Black Lives Matter
Like many of you, I am heartbroken at the murder of George Floyd last week. Like many of you, I feel a sense of outrage at the inevitability and impotence at my own ability to change the system.
I don't have any answers, but I can tell you what I'm doing.
I'm being mostly quiet on social media. I'm listening to what the Black accounts I follow are saying, but I don't think my voice has anything to lend right now. There is always a feeling in much of social media that it's an exercise in performative self-labeling, and I can't shake the feeling that me posting about racism is trying to shine a light on me rather than where it should be shining. (I have been reposting helpful information put out by Black voices, like this list of Black-owned bookstores -- here's another list of Black-owned bookstores -- and the newly formed Black Owned Maine website.)
(Yes, I realize there's some irony in talking HERE about what I'm doing. But it is quieter and less attention-grabbing somehow to tell you in my newsletter. Look, there's no perfect way to do this.)
I have donated money to Black Lives Matter, the Black Mamas Matter Alliance, the Black Visions Collective, bail funds for protesters, and the ACLU, for starters.

**Exercise objective**
Would you retype the Black Lives Matter piece above word for word, from "I don't have" to "Owned Maine website.)"?

**Given data**

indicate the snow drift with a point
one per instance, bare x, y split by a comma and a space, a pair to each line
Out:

* * *

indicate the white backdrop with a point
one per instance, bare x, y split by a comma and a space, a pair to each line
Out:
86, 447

**Response**
I don't have any answers, but I can tell you what I'm doing.
I'm being mostly quiet on social media. I'm listening to what the Black accounts I follow are saying, but I don't think my voice has anything to lend right now. There is always a feeling in much of social media that it's an exercise in performative self-labeling, and I can't shake the feeling that me posting about racism is trying to shine a light on me rather than where it should be shining. (I have been reposting helpful information put out by Black voices, like this list of Black-owned bookstores -- here's another list of Black-owned bookstores -- and the newly formed Black Owned Maine website.)